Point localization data
"""
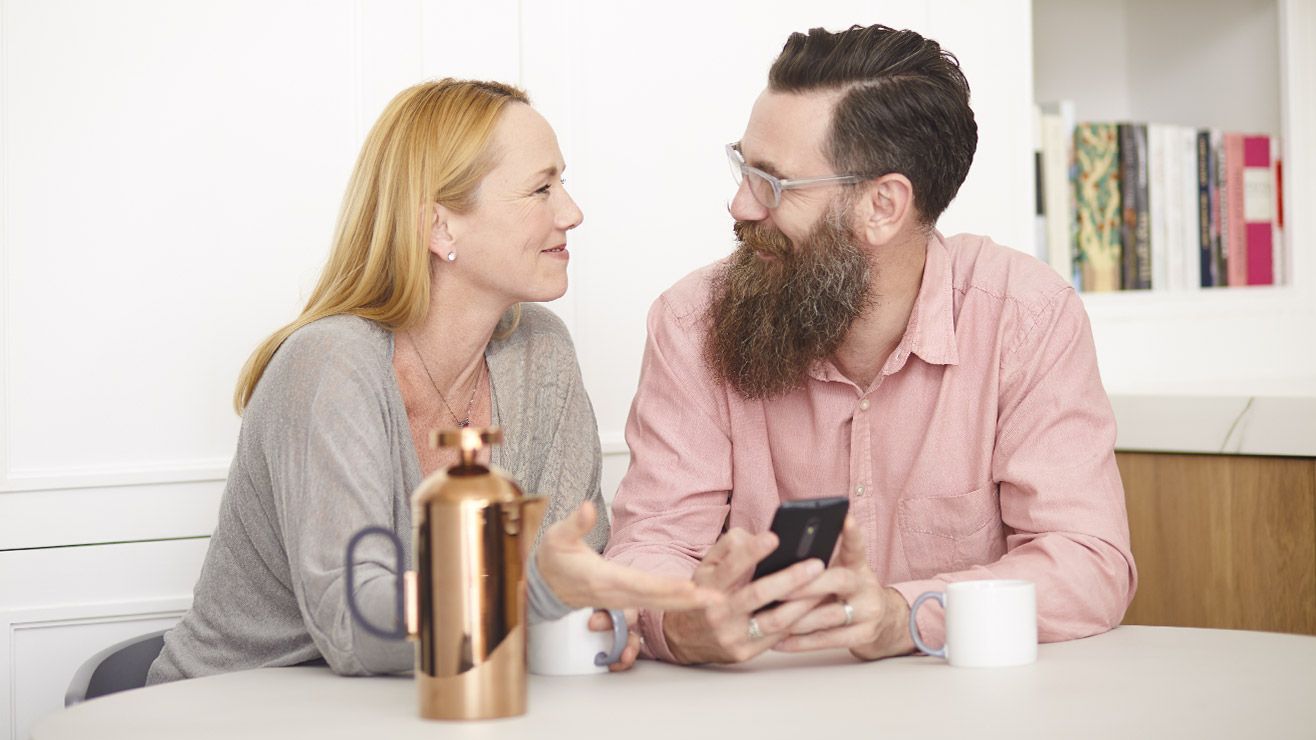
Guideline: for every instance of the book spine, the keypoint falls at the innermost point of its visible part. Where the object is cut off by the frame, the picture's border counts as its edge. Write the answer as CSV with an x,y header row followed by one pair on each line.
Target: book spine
x,y
1204,208
1282,258
1219,217
1258,208
1191,224
1236,227
1161,212
1141,216
1096,192
1136,265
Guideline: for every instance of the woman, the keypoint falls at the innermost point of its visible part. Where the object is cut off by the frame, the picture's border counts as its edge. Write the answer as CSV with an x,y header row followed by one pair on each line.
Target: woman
x,y
454,217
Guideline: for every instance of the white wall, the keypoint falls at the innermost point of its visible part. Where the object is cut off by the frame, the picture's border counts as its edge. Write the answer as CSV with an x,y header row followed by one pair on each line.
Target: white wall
x,y
170,174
"""
Taking the records above as input, show every line in which the word "Write" is present.

■ Solution to this task:
Guideline: for every instance of the book spine, the keypoint falls at the innermost point of its visible part. Where the object is cut off by the frame, the picture's border counts as its edge. Write the answer as CSV with an x,y header row followed by one pair on each line.
Guideline: for every instance of the woman, the keypoint falls at the innermost point of its visible part. Where the object is cut off by the frame, the picture's border counts as its edge. Write the answer as CSV with an x,y header row followed by one pair on each line.
Guideline: for every instance of the white wall, the keypoint falls at the innermost point of its visible part. Where the object is cut off by the frame, the picture's border counts as its edge. Write the answer as CSV with an x,y header row followed by one pair on each line.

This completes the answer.